Written instruction >> Provide the records once more, identical to the original.

(Point labeling dataset excerpts)
★ ★ ★ ★

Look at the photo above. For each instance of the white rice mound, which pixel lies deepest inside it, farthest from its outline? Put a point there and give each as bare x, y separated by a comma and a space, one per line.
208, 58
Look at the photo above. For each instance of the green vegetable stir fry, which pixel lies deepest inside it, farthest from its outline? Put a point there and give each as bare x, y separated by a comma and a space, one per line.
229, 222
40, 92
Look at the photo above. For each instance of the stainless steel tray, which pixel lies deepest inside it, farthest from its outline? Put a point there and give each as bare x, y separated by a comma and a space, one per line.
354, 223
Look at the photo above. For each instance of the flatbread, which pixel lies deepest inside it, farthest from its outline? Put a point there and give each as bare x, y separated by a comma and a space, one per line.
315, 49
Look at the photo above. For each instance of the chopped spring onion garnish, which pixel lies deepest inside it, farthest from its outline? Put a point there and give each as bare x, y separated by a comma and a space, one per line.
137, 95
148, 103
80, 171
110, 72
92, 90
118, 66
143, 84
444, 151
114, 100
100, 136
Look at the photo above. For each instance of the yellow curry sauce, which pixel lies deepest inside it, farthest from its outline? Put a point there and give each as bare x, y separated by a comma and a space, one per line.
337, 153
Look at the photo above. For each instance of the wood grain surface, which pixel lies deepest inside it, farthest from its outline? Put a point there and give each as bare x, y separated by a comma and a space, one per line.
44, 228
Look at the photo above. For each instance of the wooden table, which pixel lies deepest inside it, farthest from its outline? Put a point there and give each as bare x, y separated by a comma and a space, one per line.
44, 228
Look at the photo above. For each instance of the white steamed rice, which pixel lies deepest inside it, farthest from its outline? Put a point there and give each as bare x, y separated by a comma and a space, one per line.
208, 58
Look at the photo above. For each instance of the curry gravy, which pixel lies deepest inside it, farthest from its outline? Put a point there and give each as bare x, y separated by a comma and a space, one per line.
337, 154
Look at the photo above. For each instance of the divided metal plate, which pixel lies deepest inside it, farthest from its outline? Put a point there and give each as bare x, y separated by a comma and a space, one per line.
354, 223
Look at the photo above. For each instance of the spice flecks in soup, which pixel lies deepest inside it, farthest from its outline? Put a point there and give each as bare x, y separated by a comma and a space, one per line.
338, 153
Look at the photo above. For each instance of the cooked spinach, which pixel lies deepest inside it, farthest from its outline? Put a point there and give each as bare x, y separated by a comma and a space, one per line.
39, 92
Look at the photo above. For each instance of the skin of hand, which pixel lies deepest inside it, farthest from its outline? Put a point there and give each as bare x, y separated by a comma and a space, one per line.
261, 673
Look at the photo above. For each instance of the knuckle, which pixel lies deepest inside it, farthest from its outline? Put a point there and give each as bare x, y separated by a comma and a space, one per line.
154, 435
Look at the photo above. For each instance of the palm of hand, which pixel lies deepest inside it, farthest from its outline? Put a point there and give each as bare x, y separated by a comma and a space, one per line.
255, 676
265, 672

★ ★ ★ ★

Answer for this exercise >>
Look at the photo above. For each instance of the white rice mound, which pixel lies deepest inside it, farthest from its outline? Put a point there and give each as bare x, y separated by a comma and a space, one per line.
208, 58
Look at the photo above. For each instance of the green vegetable stir fry, which pixel lies deepest inside it, farthest from its outline? Put a point there and give each as bare x, y separated by a comma and a space, one per line.
229, 222
40, 92
Look at the photo above. For each instance of the stainless steel tray, which pixel lies deepest inside it, farthest from its outline? Put a point there and give each as bare x, y separated by a comma and a space, one per line.
354, 223
Look at the photo above. For each instance of the flatbread, which pixel lies deepest inside it, farthest from its outline? Put a point there and give each as bare x, y separated by a comma and a space, one per line.
315, 49
Look at the photo above. For each instance of the chopped spring onion garnish, which pixel lies deepest inside it, farthest from its outline? Put a point there and give each as bare x, y separated by a comma and a space, one per line.
137, 95
148, 103
80, 171
110, 72
92, 90
118, 66
143, 84
444, 151
114, 100
100, 136
Look at the photo above. For each instance of the yellow curry sauce, which pixel lies deepest inside it, farthest from its outline? Put a point there and give each as bare x, y separated by a comma and a space, one per line.
337, 153
Look at the photo above. For each instance of the wood grain surface, which pixel lies deepest inside it, farthest from its outline? Put a point there and give each as bare x, y separated by a comma and a space, one per line.
44, 228
Look at the photo above. For each instance of the wooden table, which pixel lies deepest inside it, farthest from its outline? Put a point there and give each as bare x, y separated by a comma and a space, one per line.
44, 228
Look at the photo above. For each instance of the white steamed rice, which pixel lies deepest inside it, farthest from its outline? Put a point there and give each as bare x, y separated by a comma and a space, one per line.
208, 58
Look at the photo above. For each instance of the curry gravy, which pixel lies deepest inside it, farthest from its outline? Put a point there and give each as bare x, y separated by a comma and a space, one per line.
337, 154
Look at the photo above. For each instance of the divided metal plate, which pixel lies deepest inside it, farthest from its outline? Put a point there and give each as bare x, y separated by a comma and a space, one per line.
354, 223
Look at the photo above. For each instance of the spice flecks in soup, which pixel lies deepest inside it, farthest from its outline? Put a point there and give each as bare x, y separated by a comma and a space, one per line.
338, 153
Look at the photo above. For each instance of the cooked spinach, which pixel lies deepest inside it, farthest from its outline? Put a point there and give each as bare x, y separated by a comma and a space, one per line.
39, 92
Look at the photo above. For each instance of the skin of hand, which pixel lies deepest inside it, farthest from its outline? Put a point there and give each as bare x, y separated by a comma and a space, one per line.
261, 673
Look at the photo above. For each instance of the knuckle, which pixel lies deepest inside it, farthest from its outline? Put a point there and give each as bare x, y separated by a comma and a space, one per line.
154, 435
Look at the photo above. For each instance of the palm of hand, which pixel lies deepest inside it, farthest from its outline? Put a point there and give each as bare x, y separated by a comma and a space, one per line.
255, 676
265, 672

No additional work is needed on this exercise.